- [TO DO] Reproduce the full listing that appears beneath this instruction exactly.

- [EXTRACTED DATA]
◆ ◆ ◆ ◆ ◆ ◆ ◆
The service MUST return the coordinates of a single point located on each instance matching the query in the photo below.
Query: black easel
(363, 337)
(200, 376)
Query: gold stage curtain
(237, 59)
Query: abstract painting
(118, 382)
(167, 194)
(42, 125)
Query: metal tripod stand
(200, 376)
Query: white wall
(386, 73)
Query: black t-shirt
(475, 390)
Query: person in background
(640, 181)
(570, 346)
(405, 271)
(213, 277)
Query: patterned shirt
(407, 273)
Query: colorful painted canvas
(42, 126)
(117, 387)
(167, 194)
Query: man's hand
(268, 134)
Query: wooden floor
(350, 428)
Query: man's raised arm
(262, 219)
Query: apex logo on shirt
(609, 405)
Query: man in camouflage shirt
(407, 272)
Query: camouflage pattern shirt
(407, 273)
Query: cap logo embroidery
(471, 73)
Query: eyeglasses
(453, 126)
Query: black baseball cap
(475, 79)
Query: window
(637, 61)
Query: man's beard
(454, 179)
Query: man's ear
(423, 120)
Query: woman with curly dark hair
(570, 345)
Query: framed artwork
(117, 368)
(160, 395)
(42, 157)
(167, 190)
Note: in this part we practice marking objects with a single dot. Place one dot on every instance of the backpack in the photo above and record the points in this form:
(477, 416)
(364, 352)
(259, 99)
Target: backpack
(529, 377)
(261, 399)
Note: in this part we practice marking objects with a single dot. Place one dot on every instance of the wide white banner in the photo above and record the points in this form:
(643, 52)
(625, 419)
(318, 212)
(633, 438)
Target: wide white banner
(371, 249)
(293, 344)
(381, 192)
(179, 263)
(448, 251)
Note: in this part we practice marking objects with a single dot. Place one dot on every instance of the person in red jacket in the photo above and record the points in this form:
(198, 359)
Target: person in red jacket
◆ ◆ ◆ ◆ ◆ ◆ ◆
- [IN RESPONSE]
The service MUST return the coordinates of a single point located on each instance matching the query in the photo below.
Query: black easel
(363, 337)
(200, 376)
Query: gold stage curtain
(237, 59)
Query: abstract painting
(118, 382)
(167, 194)
(42, 125)
Query: metal tripod stand
(200, 376)
Query: white wall
(386, 73)
Query: black t-shirt
(475, 390)
Query: person in background
(640, 181)
(570, 346)
(405, 271)
(213, 277)
Query: patterned shirt
(407, 273)
Query: colorful painted canvas
(42, 126)
(117, 387)
(167, 194)
Query: man's hand
(268, 134)
Query: wooden floor
(350, 428)
Query: man's raised arm
(262, 219)
Query: apex logo on shirt
(609, 405)
Query: man in camouflage shirt
(407, 272)
Query: camouflage pattern shirt
(407, 273)
Query: cap logo embroidery
(471, 73)
Query: eyeglasses
(453, 126)
Query: black baseball cap
(475, 79)
Query: window
(637, 61)
Query: man's beard
(454, 179)
Query: man's ear
(423, 120)
Query: woman with curly dark hair
(570, 345)
Query: framed artwork
(117, 368)
(160, 395)
(42, 157)
(167, 190)
Note: in this part we practice marking objects with a single dot. Place one dot on every instance of the backpack in the photo above and record the points in this form:
(477, 416)
(364, 352)
(259, 99)
Target: backpack
(529, 377)
(261, 399)
Note: in this part we practice marking objects with a single dot. Place one dot on every instance of the wide white banner in the photo above and record the points in this form:
(643, 52)
(625, 419)
(318, 212)
(633, 438)
Target: wide white banner
(371, 249)
(293, 344)
(381, 192)
(179, 263)
(448, 251)
Note: in this part we practice marking objects with a single dot. Place one dot on every instance of the person in red jacket in the photo above and record the points in this form:
(198, 359)
Target: person in red jacket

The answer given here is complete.